(Coordinate labeling data)
+---+
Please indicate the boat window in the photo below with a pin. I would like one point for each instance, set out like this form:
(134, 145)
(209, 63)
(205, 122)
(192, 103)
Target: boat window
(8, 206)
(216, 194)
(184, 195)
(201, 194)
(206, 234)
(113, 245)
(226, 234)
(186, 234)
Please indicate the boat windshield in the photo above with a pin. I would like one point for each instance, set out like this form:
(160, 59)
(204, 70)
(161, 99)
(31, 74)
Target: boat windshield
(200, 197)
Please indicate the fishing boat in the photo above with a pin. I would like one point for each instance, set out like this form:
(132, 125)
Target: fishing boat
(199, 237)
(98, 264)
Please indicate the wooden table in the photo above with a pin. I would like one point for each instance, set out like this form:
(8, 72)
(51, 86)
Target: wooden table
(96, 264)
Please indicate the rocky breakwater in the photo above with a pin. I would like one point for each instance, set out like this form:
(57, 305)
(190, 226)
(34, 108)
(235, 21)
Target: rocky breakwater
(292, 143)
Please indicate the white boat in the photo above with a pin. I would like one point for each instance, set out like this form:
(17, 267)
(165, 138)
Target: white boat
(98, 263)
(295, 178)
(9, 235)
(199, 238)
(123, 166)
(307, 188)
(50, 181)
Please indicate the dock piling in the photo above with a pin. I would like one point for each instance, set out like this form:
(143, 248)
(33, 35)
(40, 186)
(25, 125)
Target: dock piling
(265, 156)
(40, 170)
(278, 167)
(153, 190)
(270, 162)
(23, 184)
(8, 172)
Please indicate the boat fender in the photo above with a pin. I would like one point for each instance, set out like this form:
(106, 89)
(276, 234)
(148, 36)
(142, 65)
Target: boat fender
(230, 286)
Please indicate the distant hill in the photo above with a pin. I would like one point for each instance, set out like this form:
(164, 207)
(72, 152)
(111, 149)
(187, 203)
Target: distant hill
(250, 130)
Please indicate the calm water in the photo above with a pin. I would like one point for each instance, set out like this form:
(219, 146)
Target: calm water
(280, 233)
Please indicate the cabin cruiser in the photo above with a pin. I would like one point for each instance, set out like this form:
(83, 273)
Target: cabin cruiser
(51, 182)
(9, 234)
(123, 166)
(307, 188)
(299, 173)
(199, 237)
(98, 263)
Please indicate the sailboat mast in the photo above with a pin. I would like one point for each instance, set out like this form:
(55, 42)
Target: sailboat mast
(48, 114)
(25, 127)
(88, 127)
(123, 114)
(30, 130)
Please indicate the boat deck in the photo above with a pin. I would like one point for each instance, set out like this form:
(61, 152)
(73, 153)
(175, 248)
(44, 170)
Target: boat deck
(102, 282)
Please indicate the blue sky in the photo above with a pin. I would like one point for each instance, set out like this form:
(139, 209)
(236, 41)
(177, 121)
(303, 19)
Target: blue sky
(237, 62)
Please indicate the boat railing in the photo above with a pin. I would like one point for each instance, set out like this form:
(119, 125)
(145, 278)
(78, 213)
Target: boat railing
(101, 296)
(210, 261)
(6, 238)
+---+
▶ STATED GOAL
Edit the records starting at the line containing "Please indicate the sailboat" and ending at the last line of the records, replacing "blue sky" with "clear sky" and leaving everything else unchanged. Give only those lines.

▶ COMPLETE OUTPUT
Please indicate the sailboat mast in the photo above with a pin. I would like one point for each instance, set out like this form:
(55, 42)
Target: sailboat mast
(48, 114)
(25, 127)
(88, 127)
(123, 114)
(30, 130)
Please indicate the boat deck in the photo above with a pin. I would like one point for each instance, set out like this form:
(61, 152)
(73, 153)
(175, 248)
(44, 170)
Target: boat deck
(102, 282)
Please indicate the clear sky in the photo above with a pin. I would like one point for each instance, set out like this form:
(139, 209)
(236, 41)
(177, 121)
(303, 19)
Target: clear sky
(237, 62)
Please indicate the boat railing in the photo above with a pin. I would like one point for each instance, set out like this form:
(119, 125)
(145, 278)
(78, 213)
Target: boat railing
(101, 296)
(210, 261)
(6, 238)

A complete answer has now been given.